- [Records shown]

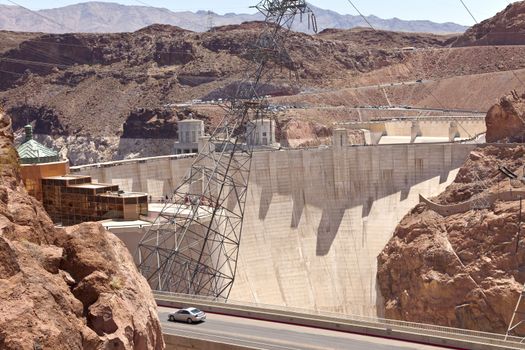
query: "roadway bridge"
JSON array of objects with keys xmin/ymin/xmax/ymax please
[
  {"xmin": 155, "ymin": 292, "xmax": 525, "ymax": 350},
  {"xmin": 159, "ymin": 306, "xmax": 441, "ymax": 350},
  {"xmin": 338, "ymin": 116, "xmax": 486, "ymax": 145}
]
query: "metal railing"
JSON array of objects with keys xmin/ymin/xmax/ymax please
[
  {"xmin": 154, "ymin": 291, "xmax": 525, "ymax": 349},
  {"xmin": 70, "ymin": 153, "xmax": 197, "ymax": 171}
]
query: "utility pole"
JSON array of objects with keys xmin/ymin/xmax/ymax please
[{"xmin": 469, "ymin": 169, "xmax": 492, "ymax": 210}]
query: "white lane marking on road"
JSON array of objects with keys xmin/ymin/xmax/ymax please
[
  {"xmin": 163, "ymin": 326, "xmax": 303, "ymax": 350},
  {"xmin": 162, "ymin": 321, "xmax": 331, "ymax": 350},
  {"xmin": 158, "ymin": 308, "xmax": 443, "ymax": 350}
]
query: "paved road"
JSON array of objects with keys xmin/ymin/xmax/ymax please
[
  {"xmin": 306, "ymin": 105, "xmax": 483, "ymax": 114},
  {"xmin": 296, "ymin": 79, "xmax": 428, "ymax": 96},
  {"xmin": 158, "ymin": 307, "xmax": 446, "ymax": 350}
]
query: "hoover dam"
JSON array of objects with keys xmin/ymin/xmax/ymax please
[
  {"xmin": 9, "ymin": 0, "xmax": 525, "ymax": 347},
  {"xmin": 72, "ymin": 119, "xmax": 481, "ymax": 316}
]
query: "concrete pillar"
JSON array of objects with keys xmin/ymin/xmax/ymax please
[
  {"xmin": 333, "ymin": 129, "xmax": 348, "ymax": 149},
  {"xmin": 361, "ymin": 129, "xmax": 372, "ymax": 145},
  {"xmin": 444, "ymin": 143, "xmax": 452, "ymax": 169},
  {"xmin": 137, "ymin": 162, "xmax": 148, "ymax": 194},
  {"xmin": 410, "ymin": 121, "xmax": 421, "ymax": 143},
  {"xmin": 198, "ymin": 135, "xmax": 213, "ymax": 154},
  {"xmin": 101, "ymin": 167, "xmax": 110, "ymax": 184},
  {"xmin": 449, "ymin": 122, "xmax": 459, "ymax": 142}
]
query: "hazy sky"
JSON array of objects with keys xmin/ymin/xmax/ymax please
[{"xmin": 1, "ymin": 0, "xmax": 514, "ymax": 25}]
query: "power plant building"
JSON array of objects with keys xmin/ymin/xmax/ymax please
[
  {"xmin": 16, "ymin": 124, "xmax": 148, "ymax": 225},
  {"xmin": 16, "ymin": 124, "xmax": 69, "ymax": 201},
  {"xmin": 42, "ymin": 175, "xmax": 148, "ymax": 226}
]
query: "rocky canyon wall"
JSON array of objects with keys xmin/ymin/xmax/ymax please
[
  {"xmin": 0, "ymin": 110, "xmax": 164, "ymax": 349},
  {"xmin": 378, "ymin": 145, "xmax": 525, "ymax": 334}
]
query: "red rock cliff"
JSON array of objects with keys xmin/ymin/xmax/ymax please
[
  {"xmin": 453, "ymin": 1, "xmax": 525, "ymax": 47},
  {"xmin": 0, "ymin": 108, "xmax": 164, "ymax": 349},
  {"xmin": 377, "ymin": 144, "xmax": 525, "ymax": 334},
  {"xmin": 485, "ymin": 90, "xmax": 525, "ymax": 143}
]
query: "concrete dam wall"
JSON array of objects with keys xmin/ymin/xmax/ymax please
[{"xmin": 73, "ymin": 143, "xmax": 476, "ymax": 316}]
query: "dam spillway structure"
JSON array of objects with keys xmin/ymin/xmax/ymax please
[{"xmin": 137, "ymin": 0, "xmax": 317, "ymax": 299}]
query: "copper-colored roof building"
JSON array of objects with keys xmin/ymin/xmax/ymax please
[
  {"xmin": 16, "ymin": 125, "xmax": 148, "ymax": 225},
  {"xmin": 16, "ymin": 124, "xmax": 69, "ymax": 201}
]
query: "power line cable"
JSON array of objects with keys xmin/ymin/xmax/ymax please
[
  {"xmin": 5, "ymin": 0, "xmax": 74, "ymax": 32},
  {"xmin": 0, "ymin": 0, "xmax": 90, "ymax": 69},
  {"xmin": 0, "ymin": 57, "xmax": 70, "ymax": 68},
  {"xmin": 131, "ymin": 1, "xmax": 250, "ymax": 13},
  {"xmin": 15, "ymin": 38, "xmax": 200, "ymax": 56},
  {"xmin": 21, "ymin": 42, "xmax": 78, "ymax": 66},
  {"xmin": 346, "ymin": 0, "xmax": 376, "ymax": 31},
  {"xmin": 344, "ymin": 0, "xmax": 478, "ymax": 138},
  {"xmin": 0, "ymin": 35, "xmax": 198, "ymax": 75},
  {"xmin": 133, "ymin": 0, "xmax": 152, "ymax": 6},
  {"xmin": 459, "ymin": 0, "xmax": 478, "ymax": 25},
  {"xmin": 131, "ymin": 0, "xmax": 209, "ymax": 31},
  {"xmin": 0, "ymin": 69, "xmax": 22, "ymax": 76},
  {"xmin": 458, "ymin": 0, "xmax": 525, "ymax": 89},
  {"xmin": 1, "ymin": 35, "xmax": 79, "ymax": 67}
]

- [What you will do] Determine how many of the lines above include the word "power", then give that number and nothing else.

- [Answer to the exercise] 2